Excerpts from a dataset:
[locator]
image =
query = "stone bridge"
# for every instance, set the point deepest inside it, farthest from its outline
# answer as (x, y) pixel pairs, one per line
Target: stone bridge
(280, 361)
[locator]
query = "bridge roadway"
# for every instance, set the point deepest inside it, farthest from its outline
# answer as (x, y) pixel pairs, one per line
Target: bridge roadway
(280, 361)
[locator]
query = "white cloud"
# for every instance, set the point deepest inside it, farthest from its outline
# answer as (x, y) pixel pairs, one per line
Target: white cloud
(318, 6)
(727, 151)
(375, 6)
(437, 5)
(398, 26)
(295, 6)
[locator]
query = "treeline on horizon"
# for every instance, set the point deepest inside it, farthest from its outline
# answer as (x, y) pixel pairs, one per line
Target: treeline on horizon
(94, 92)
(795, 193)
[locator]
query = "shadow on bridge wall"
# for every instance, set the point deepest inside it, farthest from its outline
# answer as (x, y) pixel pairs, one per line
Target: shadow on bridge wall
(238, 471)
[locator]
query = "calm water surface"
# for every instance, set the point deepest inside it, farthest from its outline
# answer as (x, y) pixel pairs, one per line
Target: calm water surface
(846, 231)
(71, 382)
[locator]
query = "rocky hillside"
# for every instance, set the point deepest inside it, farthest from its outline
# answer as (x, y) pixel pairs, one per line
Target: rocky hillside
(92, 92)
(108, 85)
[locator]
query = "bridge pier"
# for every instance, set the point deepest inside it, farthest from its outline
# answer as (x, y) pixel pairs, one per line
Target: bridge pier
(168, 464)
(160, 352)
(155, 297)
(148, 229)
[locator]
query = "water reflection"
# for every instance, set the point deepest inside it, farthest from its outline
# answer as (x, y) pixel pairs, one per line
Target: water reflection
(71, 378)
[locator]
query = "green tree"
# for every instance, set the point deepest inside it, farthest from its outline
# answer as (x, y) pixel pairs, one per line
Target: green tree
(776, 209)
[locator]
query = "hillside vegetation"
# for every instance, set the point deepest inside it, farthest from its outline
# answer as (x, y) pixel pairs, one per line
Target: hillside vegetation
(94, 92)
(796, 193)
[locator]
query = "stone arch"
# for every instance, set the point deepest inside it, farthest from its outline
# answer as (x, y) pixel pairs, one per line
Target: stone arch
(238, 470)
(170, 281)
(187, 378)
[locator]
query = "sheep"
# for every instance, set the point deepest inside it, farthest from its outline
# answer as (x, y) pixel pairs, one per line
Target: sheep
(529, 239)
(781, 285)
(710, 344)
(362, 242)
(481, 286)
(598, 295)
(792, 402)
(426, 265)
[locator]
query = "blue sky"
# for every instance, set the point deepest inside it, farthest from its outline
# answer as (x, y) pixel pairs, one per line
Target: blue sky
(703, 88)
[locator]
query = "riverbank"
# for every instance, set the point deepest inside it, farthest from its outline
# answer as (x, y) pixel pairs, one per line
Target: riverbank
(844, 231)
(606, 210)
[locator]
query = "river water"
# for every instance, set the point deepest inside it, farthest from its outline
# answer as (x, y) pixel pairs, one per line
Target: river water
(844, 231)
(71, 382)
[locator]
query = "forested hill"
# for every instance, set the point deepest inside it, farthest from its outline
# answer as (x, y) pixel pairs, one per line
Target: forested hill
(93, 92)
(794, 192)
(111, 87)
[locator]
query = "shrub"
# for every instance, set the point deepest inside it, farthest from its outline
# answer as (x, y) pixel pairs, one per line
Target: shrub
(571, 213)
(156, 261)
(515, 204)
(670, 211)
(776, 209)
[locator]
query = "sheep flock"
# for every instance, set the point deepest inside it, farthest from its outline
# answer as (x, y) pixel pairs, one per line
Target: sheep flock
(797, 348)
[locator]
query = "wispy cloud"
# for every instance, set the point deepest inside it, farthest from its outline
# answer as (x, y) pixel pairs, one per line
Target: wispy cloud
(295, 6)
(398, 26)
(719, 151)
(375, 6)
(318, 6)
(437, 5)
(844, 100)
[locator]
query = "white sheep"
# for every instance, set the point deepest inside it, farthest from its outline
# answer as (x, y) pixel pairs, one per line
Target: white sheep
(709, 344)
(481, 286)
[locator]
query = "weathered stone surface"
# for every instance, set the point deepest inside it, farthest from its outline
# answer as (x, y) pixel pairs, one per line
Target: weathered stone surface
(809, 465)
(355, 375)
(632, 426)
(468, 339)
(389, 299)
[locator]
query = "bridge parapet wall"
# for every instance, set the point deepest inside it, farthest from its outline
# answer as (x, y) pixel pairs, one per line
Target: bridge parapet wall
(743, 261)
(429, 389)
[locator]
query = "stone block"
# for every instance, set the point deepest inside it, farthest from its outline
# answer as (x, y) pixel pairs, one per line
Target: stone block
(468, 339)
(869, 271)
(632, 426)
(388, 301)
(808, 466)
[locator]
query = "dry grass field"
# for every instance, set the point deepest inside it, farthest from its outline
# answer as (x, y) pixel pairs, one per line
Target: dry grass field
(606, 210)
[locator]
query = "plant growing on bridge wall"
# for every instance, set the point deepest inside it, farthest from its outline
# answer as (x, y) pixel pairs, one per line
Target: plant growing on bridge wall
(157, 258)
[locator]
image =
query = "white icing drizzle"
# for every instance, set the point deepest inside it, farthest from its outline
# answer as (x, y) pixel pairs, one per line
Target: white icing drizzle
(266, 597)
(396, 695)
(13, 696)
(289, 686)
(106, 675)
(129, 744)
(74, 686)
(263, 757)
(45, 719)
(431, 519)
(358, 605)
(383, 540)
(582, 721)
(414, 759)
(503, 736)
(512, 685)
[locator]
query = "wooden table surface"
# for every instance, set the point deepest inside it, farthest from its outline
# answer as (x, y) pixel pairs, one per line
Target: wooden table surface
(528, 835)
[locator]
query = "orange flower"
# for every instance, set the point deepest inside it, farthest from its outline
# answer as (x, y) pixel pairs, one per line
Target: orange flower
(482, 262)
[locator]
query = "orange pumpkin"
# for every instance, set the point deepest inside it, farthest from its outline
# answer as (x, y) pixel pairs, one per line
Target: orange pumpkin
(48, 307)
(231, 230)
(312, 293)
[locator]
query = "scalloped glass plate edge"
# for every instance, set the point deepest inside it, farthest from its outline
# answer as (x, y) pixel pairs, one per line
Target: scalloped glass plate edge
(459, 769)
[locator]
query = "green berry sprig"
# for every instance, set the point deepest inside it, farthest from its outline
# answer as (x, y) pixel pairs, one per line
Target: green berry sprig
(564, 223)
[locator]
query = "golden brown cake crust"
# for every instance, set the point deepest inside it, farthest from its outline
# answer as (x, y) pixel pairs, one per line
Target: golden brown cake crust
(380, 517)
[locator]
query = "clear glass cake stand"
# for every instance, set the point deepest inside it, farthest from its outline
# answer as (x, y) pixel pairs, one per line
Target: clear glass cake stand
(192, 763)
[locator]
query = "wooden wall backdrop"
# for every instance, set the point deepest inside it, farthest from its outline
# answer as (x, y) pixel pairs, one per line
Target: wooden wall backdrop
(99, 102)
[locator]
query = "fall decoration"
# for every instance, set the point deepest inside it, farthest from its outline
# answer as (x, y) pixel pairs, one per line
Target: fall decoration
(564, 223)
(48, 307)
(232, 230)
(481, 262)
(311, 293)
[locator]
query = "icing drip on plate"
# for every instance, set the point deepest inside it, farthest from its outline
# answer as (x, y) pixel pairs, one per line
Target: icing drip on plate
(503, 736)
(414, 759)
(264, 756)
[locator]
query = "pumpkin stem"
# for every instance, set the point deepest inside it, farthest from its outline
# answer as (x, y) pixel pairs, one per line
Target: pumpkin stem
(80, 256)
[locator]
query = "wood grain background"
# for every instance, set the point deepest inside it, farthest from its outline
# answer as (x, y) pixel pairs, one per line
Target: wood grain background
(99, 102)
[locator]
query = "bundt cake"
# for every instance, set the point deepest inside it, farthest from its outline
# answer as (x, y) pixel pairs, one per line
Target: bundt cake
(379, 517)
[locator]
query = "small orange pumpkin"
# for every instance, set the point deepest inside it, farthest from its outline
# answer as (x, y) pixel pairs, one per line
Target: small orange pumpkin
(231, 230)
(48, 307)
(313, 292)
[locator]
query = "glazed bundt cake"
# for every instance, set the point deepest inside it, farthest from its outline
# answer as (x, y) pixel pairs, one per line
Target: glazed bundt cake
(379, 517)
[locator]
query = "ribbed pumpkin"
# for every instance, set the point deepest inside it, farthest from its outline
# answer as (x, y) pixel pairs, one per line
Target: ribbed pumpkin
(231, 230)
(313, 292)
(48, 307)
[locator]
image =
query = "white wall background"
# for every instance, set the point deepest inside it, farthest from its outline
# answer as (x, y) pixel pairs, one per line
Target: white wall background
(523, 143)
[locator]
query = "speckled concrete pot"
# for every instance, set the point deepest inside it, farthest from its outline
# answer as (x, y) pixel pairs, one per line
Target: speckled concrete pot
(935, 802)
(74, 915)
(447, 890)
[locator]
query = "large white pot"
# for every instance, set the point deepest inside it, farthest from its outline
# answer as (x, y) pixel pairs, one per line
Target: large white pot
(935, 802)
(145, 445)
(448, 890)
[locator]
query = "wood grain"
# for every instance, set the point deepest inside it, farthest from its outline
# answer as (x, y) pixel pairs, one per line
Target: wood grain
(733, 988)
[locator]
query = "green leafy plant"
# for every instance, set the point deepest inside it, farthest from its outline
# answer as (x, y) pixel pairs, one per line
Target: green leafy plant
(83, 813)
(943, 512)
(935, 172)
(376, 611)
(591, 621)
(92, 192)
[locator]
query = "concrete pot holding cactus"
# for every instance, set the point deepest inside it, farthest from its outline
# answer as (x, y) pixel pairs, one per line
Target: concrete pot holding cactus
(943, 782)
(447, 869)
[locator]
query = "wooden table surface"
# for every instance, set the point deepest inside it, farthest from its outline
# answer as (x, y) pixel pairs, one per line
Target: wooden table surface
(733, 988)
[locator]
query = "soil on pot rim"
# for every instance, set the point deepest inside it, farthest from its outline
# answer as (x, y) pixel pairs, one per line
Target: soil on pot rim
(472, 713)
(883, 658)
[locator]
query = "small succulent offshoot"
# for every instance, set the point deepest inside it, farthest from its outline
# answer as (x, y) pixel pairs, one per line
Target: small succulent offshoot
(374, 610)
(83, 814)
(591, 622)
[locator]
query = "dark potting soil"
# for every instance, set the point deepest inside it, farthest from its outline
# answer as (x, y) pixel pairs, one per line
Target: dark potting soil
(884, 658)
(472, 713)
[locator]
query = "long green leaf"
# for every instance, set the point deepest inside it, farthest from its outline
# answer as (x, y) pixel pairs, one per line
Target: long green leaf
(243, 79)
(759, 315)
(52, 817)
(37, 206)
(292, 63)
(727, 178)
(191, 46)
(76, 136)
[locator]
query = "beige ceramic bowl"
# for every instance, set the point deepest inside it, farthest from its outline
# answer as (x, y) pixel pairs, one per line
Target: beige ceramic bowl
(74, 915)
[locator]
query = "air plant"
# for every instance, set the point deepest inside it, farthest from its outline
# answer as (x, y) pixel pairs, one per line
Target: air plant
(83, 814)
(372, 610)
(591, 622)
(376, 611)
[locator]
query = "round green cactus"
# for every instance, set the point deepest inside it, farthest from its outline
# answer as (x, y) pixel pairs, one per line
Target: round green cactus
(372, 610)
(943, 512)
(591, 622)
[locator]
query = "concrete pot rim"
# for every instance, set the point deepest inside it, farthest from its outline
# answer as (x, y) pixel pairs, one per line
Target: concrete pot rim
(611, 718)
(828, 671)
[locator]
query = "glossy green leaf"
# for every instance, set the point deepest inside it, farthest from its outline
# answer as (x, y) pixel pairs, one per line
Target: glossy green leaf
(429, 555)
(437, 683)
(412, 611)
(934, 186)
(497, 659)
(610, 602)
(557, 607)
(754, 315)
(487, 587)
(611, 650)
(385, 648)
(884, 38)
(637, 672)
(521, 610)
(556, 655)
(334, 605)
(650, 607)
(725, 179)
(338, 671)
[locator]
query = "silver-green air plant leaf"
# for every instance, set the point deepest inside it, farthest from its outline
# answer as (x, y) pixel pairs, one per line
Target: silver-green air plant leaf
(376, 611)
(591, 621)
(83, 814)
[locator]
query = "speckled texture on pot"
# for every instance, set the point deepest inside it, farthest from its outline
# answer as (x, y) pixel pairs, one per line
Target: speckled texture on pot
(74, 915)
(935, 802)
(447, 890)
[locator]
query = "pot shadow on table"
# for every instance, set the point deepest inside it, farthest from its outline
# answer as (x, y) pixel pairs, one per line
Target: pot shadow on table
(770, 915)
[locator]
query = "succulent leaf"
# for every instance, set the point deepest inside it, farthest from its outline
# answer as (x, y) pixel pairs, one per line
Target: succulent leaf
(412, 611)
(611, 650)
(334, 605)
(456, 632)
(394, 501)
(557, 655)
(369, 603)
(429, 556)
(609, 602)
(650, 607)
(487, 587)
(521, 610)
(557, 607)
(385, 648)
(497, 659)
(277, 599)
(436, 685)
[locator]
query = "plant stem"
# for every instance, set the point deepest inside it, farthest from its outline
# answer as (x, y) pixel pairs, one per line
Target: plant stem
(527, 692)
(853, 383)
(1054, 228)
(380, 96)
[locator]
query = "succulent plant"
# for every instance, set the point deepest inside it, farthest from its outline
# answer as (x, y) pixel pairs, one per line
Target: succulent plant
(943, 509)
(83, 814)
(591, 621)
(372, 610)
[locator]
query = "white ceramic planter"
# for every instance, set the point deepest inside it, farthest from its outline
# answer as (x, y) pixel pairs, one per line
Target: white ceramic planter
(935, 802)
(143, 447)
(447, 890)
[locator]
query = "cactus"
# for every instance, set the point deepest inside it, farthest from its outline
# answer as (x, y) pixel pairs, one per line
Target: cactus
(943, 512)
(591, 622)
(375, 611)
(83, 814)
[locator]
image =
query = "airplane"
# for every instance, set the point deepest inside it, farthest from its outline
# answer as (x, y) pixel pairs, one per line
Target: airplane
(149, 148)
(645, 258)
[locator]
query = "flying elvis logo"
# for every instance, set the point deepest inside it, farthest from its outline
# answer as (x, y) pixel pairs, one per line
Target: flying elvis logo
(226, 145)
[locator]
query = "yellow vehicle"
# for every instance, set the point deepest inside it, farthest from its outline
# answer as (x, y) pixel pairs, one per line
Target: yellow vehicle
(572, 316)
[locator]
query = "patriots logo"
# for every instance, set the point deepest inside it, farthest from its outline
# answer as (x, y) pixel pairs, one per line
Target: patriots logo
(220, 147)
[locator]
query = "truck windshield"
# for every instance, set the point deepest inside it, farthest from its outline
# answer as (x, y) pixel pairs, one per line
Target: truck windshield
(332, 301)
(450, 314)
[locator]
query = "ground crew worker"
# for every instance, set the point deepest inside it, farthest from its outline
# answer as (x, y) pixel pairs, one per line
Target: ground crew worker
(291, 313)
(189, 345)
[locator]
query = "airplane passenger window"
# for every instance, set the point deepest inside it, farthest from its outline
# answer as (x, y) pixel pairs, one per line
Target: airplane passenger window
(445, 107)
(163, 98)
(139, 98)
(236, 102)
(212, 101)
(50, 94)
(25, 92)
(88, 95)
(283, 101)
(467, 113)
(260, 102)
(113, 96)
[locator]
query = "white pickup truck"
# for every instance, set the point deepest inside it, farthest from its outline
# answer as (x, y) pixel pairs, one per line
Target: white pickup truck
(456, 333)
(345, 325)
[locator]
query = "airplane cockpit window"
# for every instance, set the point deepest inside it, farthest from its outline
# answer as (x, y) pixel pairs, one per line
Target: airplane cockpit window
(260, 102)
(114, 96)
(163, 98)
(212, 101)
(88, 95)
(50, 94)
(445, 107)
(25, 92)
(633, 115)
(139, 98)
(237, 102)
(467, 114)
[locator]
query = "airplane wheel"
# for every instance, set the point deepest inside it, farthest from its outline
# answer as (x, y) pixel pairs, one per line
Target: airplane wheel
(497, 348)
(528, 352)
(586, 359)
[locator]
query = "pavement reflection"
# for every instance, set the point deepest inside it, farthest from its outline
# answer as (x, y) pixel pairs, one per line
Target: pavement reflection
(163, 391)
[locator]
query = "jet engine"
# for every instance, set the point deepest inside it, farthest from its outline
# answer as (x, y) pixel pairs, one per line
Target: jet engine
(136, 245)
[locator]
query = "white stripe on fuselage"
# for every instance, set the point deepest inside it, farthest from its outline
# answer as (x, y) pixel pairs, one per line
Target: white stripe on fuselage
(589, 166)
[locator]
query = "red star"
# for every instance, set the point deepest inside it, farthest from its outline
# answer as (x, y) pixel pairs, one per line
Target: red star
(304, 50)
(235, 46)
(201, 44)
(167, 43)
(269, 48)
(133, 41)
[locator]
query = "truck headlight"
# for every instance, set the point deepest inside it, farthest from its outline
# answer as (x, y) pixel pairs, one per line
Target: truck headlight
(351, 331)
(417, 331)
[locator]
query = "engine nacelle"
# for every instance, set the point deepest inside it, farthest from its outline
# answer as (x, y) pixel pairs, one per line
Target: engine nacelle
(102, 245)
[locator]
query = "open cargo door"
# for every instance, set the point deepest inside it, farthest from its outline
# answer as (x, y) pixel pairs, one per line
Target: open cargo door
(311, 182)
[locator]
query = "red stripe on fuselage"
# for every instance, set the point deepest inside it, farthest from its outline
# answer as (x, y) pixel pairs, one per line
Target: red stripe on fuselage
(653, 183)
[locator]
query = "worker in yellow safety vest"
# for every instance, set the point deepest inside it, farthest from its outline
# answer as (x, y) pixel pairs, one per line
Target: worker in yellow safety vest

■ **What you will do**:
Could you report how many lines in the data above include the word "vest"? Give the number and nothing more.

■ **Answer box**:
2